• **Your task**
Find every line in the items below that contains the string "white", and copy each such line. Treat the match as case-sensitive.

• **Rows**

┌──

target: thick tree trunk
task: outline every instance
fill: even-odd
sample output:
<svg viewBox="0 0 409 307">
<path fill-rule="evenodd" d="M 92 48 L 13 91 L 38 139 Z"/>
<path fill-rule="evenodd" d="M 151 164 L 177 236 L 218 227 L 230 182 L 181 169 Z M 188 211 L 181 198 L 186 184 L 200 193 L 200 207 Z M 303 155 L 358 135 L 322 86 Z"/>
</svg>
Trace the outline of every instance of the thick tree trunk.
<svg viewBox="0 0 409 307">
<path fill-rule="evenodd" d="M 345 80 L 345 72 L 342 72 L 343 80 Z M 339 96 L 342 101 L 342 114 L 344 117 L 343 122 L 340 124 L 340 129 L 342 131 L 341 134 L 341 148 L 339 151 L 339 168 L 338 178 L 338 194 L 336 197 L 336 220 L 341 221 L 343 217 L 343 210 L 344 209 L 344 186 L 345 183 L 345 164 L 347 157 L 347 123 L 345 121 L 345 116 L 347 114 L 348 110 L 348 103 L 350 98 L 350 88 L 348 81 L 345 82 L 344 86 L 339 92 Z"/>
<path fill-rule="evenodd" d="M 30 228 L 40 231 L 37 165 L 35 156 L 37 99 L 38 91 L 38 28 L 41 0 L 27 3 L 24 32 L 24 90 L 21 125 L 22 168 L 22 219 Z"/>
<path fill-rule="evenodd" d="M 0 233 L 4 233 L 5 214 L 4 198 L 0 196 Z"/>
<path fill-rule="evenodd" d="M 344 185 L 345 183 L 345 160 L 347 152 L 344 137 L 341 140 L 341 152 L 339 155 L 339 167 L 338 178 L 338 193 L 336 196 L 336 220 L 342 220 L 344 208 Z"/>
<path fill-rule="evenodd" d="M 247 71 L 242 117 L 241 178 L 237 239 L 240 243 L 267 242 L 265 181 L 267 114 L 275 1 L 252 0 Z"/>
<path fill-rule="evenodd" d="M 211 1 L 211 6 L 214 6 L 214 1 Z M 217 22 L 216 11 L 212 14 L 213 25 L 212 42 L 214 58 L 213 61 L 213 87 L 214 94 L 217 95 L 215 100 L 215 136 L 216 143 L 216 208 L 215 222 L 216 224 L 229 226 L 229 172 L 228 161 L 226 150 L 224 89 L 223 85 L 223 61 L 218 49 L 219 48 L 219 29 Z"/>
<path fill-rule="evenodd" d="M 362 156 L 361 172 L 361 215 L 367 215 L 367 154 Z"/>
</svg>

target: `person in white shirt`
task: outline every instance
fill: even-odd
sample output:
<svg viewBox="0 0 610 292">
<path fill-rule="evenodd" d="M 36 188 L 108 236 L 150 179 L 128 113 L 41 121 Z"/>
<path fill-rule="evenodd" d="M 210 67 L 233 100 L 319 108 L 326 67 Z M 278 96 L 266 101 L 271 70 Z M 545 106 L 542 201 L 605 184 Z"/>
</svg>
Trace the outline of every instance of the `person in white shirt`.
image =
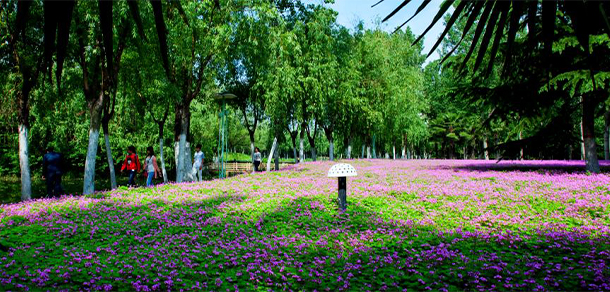
<svg viewBox="0 0 610 292">
<path fill-rule="evenodd" d="M 203 159 L 205 155 L 201 151 L 201 144 L 197 144 L 195 147 L 195 158 L 193 159 L 193 175 L 197 179 L 197 181 L 203 181 Z"/>
<path fill-rule="evenodd" d="M 258 150 L 258 147 L 254 148 L 254 157 L 252 157 L 254 162 L 254 171 L 258 171 L 258 167 L 261 165 L 261 151 Z"/>
<path fill-rule="evenodd" d="M 146 148 L 146 162 L 144 163 L 143 175 L 147 176 L 146 186 L 151 187 L 153 185 L 152 179 L 159 177 L 161 174 L 161 170 L 159 170 L 159 166 L 157 166 L 157 158 L 155 157 L 155 152 L 152 147 Z"/>
</svg>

└──

• **Expected answer**
target: `person in white shirt`
Trace the outline of every instance of the `person in white shirt`.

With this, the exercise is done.